**Stored data**
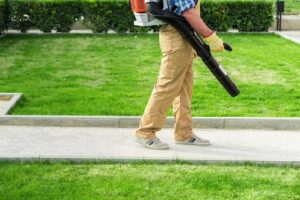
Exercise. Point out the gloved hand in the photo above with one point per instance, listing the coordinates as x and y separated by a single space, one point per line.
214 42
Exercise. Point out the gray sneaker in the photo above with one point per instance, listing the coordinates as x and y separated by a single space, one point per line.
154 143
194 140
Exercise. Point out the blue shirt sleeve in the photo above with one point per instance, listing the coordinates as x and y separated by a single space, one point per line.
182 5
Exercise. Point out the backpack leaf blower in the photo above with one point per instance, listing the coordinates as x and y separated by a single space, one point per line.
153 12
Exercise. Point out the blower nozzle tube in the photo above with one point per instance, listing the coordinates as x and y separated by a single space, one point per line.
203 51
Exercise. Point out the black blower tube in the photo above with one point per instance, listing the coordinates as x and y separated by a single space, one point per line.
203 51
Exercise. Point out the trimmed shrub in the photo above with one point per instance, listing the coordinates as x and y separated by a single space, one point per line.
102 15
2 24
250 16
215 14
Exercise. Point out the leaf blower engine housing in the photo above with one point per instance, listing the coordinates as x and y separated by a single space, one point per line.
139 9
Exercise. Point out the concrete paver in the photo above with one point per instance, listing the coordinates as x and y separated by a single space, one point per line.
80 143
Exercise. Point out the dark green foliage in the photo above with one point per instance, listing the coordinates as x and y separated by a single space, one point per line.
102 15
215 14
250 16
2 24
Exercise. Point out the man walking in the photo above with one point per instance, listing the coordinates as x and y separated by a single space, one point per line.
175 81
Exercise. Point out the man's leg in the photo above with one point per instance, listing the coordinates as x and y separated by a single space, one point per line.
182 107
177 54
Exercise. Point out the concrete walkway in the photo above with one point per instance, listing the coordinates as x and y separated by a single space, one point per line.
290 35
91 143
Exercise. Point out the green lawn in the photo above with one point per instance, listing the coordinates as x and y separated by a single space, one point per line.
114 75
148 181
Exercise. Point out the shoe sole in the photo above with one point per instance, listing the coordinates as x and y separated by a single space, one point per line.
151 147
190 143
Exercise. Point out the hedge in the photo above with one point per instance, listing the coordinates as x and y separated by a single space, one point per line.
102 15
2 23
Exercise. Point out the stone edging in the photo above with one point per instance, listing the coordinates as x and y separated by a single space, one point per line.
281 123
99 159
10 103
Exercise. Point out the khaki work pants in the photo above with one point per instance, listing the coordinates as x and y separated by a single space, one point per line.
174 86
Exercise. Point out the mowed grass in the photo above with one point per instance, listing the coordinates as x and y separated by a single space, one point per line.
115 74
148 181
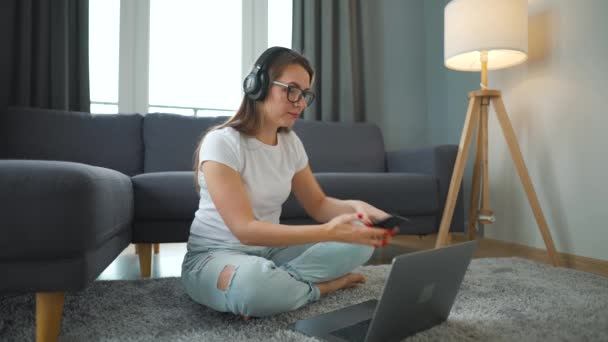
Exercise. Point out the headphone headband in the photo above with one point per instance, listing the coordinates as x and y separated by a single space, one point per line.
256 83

**Given exercise**
Quote, please, only the lines running from the one with "Exercise. Point out the man walking" down to the final line of the data above, keeping both ends and skipping the pictures.

**Exercise answer**
Exercise. Point out the man walking in the photo above with one point per instance, listing the coordinates as x and y separated by a single space, one point per line.
175 81
Exercise. Point out the man's leg in the photo above with one point per instance, listing the coordinates as x and y separated by a single space, one point per line.
182 107
177 54
Exercise. Point out the concrete walkway in the photo above with one point per instance, listing the coordinates as x and y separated by a single space, one point per line.
290 35
91 143
Exercise. Point out the green lawn in the photo above with one point per instance, listing the coordinates as x and y separated by a single space, one point per line.
114 75
148 181
Exercise. Point out the shoe sole in the photo above with one point per instance, listing the coordinates as x and y separated by a single space, one point per line.
151 147
190 143
Exercise. Point out the hedge in the photo above with one point per instance, listing the coordinates as x and y separated by a single space, one point per line.
102 15
2 23
Exercise. Point out the stone edging in the photo above with one point per instance, listing the coordinates as x and y separated by a single space, one point per line.
281 123
99 159
10 103
Exercise. Point out the khaki work pants in the photo above with one point per instance, listing the coordinates as x and y separated by a single space, one point per line.
174 86
Exercise. Point out the mowed grass in the photo above with one point per instance, listing the coordinates as x and y separated by a single space, one point per line.
115 74
148 181
Exercise. Point out the headphone headband in the photo above with one point per instance, listing the coordinates as x and y separated by a single space, one point per line.
256 83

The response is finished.